Task instructions:
The entries are to be output word for word, with the pictures omitted.

Start of Input data

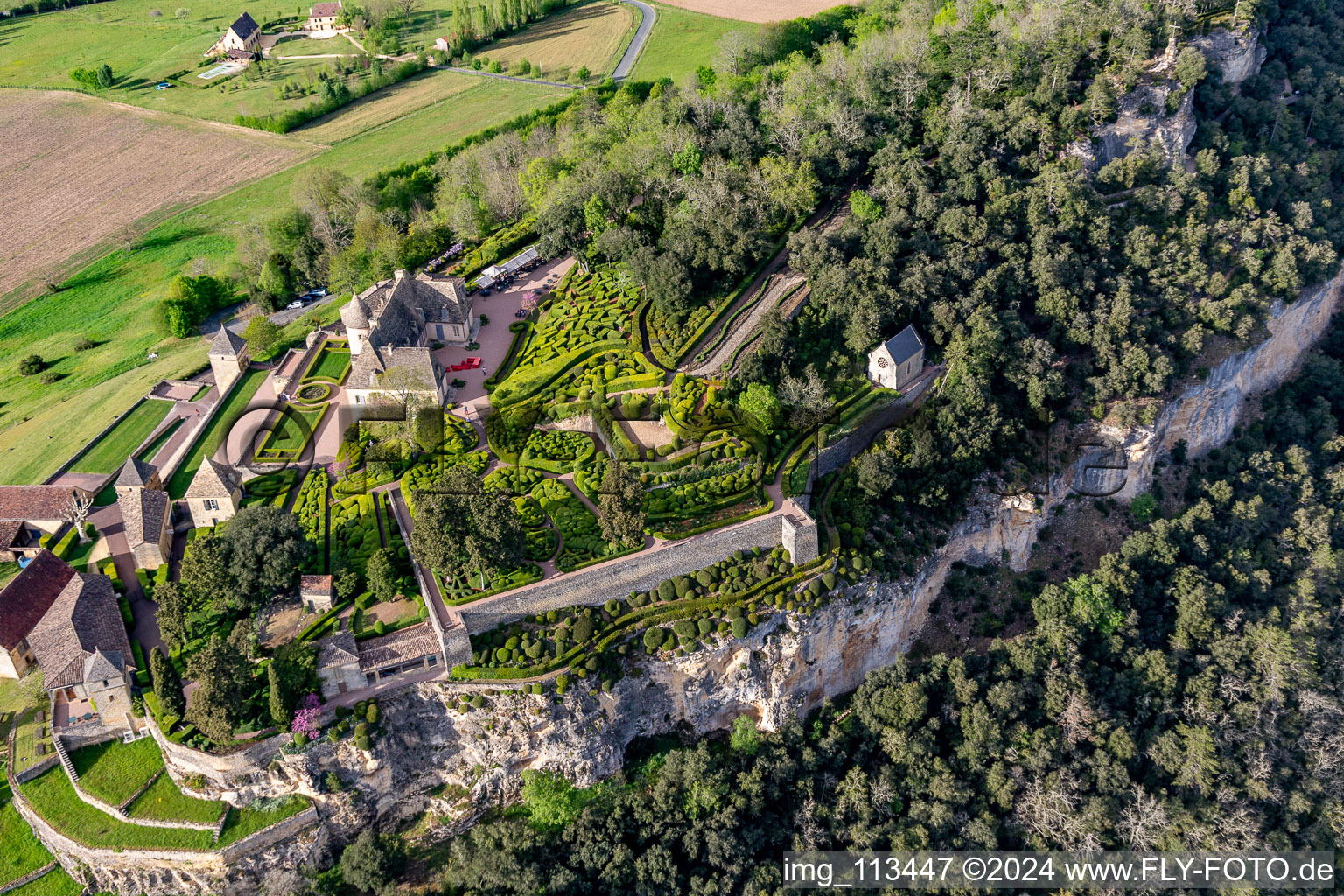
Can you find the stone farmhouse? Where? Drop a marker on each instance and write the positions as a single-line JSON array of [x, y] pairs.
[[898, 360], [69, 625], [39, 507], [145, 514], [242, 40], [321, 17], [228, 358], [215, 494], [346, 665], [396, 323]]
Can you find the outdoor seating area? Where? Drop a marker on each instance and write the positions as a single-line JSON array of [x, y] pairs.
[[500, 276]]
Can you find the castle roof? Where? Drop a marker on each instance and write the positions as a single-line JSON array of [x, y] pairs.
[[228, 343]]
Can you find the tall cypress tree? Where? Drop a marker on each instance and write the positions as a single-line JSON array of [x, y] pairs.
[[167, 682]]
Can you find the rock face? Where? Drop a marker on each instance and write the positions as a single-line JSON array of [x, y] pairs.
[[1236, 55], [431, 757], [1141, 115]]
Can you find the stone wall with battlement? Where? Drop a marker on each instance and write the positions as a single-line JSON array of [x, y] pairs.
[[644, 571]]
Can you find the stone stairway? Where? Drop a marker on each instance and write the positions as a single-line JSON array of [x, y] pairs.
[[65, 758]]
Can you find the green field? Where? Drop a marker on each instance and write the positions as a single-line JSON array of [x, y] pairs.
[[20, 852], [591, 35], [112, 451], [163, 801], [54, 883], [682, 40], [208, 442], [148, 453], [115, 771], [52, 797], [109, 301]]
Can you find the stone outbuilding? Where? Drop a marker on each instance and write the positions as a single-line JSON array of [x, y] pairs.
[[145, 514], [23, 602], [315, 592], [338, 665], [228, 359], [898, 360], [242, 38], [215, 494]]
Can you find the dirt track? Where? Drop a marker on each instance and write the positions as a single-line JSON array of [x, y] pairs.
[[77, 168], [754, 10]]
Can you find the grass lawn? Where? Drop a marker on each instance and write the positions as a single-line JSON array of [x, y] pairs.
[[261, 813], [165, 802], [682, 40], [110, 300], [208, 442], [20, 852], [160, 441], [113, 771], [54, 883], [52, 797], [388, 103], [331, 366], [589, 35], [109, 453]]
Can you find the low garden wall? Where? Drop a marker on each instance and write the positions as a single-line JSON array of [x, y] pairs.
[[222, 768], [642, 571]]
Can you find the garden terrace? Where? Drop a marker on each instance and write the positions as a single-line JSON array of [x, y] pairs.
[[586, 333], [293, 429], [331, 364], [718, 602], [116, 771], [110, 452], [581, 535], [52, 795], [20, 852]]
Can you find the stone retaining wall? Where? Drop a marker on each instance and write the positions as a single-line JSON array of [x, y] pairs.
[[29, 878], [269, 836], [640, 571], [220, 768]]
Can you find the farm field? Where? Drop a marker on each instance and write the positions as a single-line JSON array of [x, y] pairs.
[[104, 167], [388, 105], [112, 451], [109, 301], [591, 35], [682, 40], [759, 11]]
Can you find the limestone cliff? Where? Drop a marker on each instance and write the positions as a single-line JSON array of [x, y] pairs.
[[431, 757]]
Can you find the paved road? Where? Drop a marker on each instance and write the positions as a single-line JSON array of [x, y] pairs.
[[632, 52]]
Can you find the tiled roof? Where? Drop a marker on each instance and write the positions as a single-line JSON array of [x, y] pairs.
[[399, 647], [375, 360], [30, 594], [336, 650], [243, 25], [10, 532], [213, 480], [35, 501], [84, 618], [136, 474], [143, 514], [226, 341], [905, 346], [100, 667], [308, 584]]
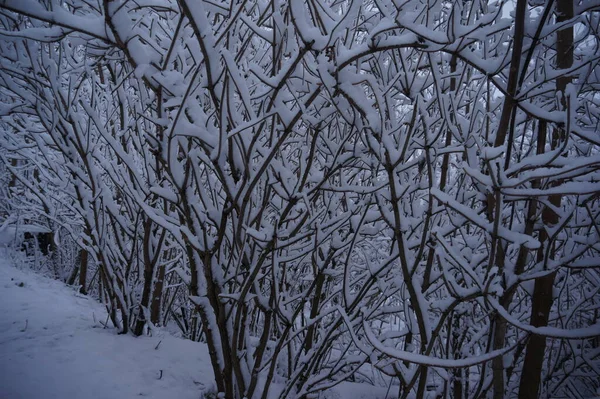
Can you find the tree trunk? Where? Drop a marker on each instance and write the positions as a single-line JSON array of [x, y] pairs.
[[542, 299]]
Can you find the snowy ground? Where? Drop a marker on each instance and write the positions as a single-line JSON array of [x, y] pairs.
[[53, 345]]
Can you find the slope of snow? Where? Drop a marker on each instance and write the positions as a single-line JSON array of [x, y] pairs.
[[53, 345]]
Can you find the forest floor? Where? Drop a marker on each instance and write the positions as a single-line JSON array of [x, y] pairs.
[[53, 344]]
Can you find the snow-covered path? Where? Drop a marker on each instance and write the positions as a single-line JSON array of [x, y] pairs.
[[52, 345]]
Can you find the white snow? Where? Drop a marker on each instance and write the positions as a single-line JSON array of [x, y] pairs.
[[53, 345]]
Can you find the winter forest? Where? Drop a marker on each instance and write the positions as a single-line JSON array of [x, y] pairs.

End of Input data

Reply to the exercise:
Can you find the stone farmhouse? Where? Drop a marker on each instance and write the positions as a single-line JSON array of [x, y] pairs.
[[898, 360], [69, 625], [39, 507], [145, 514], [242, 40], [321, 17], [228, 358], [215, 494], [346, 665], [396, 323]]
Can you find the outdoor seating area? Where? Drop a marker on each instance and write the positions as a single-line JSON array of [x, y] pairs.
[[500, 276]]
Can you find the castle roof? Where? Drop a marker on each instance and write the positions as a single-line JSON array of [x, y] pairs.
[[228, 343]]
Can you find the tall cypress tree? Where? Drop a marker on each instance and write the positions as a single-line JSON array of [x, y] pairs.
[[167, 682]]
Can you find the rock face? Where? Drop a marker on each instance and write the positions as a single-line JSON array of [x, y] pairs.
[[1236, 55], [431, 757], [1141, 115]]
Can you find the stone wall with battlement? Where? Drop a marker on each instance and write the positions as a single-line JSON array of [x, y] pairs.
[[644, 571]]
Can you find the stone stairway? Where? Drop a marker on each instance and write the positions as a single-line JSON array of [x, y] pairs.
[[65, 758]]
Can you find the green field? Where? Drop a marker on each instance and write the positions as a single-line JSON array of [x, y] pairs.
[[20, 852], [591, 35], [112, 451], [163, 801], [54, 883], [682, 40], [208, 442], [148, 453], [115, 771], [52, 797], [109, 301]]
Can you find the stone outbuilding? Where? Drop a marker on each instance and write the positions as a single-line JSON array of [x, y] pairs.
[[145, 514], [23, 602], [315, 592], [338, 665], [228, 359], [898, 360], [242, 38], [215, 494]]
Can you find the dirt track? Where? Drop a marker on each instance and write the positions as a single-line JSON array of [x, y] pairs.
[[77, 168], [754, 10]]
Can you find the grass lawn? Where? Drop a marker on each instance and write the positions as a single-line JSON array of [x, y] pairs.
[[261, 813], [165, 802], [682, 40], [110, 300], [208, 442], [20, 852], [160, 441], [113, 771], [54, 883], [52, 797], [388, 103], [331, 366], [589, 35], [109, 453]]
Can you find the low garden wall? Where? Drop a marker on each instance and write the positions as a single-line JSON array of [x, y] pairs.
[[222, 768], [642, 571]]
Can you find the garden terrace? Where? Drop a marker on each instance and write the positions as a single-line JSON array of [x, y] pairs.
[[586, 333], [293, 429], [331, 364], [718, 602], [116, 771], [110, 452], [581, 535], [52, 795], [20, 852]]
Can you find the stone retaining wall? Where? Drop a marker on each instance and write the positions as a single-line JSON array of [x, y] pairs.
[[29, 878], [269, 836], [640, 571], [220, 768]]
Can you find the farm field? Where? Drop a marker on each instance and write the positions as a single-line JSON array of [x, y] pairs.
[[104, 167], [388, 105], [112, 451], [109, 301], [591, 35], [682, 40], [759, 11]]
Can you find the limestone cliff? Where? Drop a marker on each instance and write the positions as a single-line JSON array of [x, y] pairs.
[[431, 757]]
Can you find the paved road? Where? Drop a marker on each instance and write the positions as a single-line JSON array of [x, y] pairs.
[[632, 52]]
Can you find the tiled roof? Where? Drop a marker on each instance and write the positions as a single-line JSON array of [x, y] pairs.
[[399, 647], [375, 360], [30, 594], [336, 650], [243, 25], [10, 532], [213, 480], [35, 501], [84, 618], [136, 474], [143, 514], [226, 341], [905, 346], [100, 667], [308, 584]]
Can you find the tree trunk? Where? Drop a marker on each instance and write the positions as a single-line JSON array of [x, y] pairs.
[[542, 299]]
Can you find the snowy ground? Where? Drop a marker on each instance and write the positions as a single-line JSON array of [x, y] pairs.
[[53, 345]]
Can you find the slope of snow? Where? Drop a marker on each instance and write the positions as a single-line JSON array of [x, y] pairs.
[[53, 345]]
Can you find the forest floor? Where? Drop a marker on each instance and write the positions as a single-line JSON array of [x, y] pairs.
[[53, 344]]
Can you find the snow-covered path? Where? Drop a marker on each instance and write the positions as a single-line JSON array of [x, y] pairs.
[[52, 345]]
Can you find the white snow? Where? Drop a marker on each instance and write the positions as a single-line JSON array of [x, y] pairs.
[[53, 345]]
Can you find the winter forest? Where? Drop a marker on each instance and write the positions as a single-line JSON array of [x, y] pairs.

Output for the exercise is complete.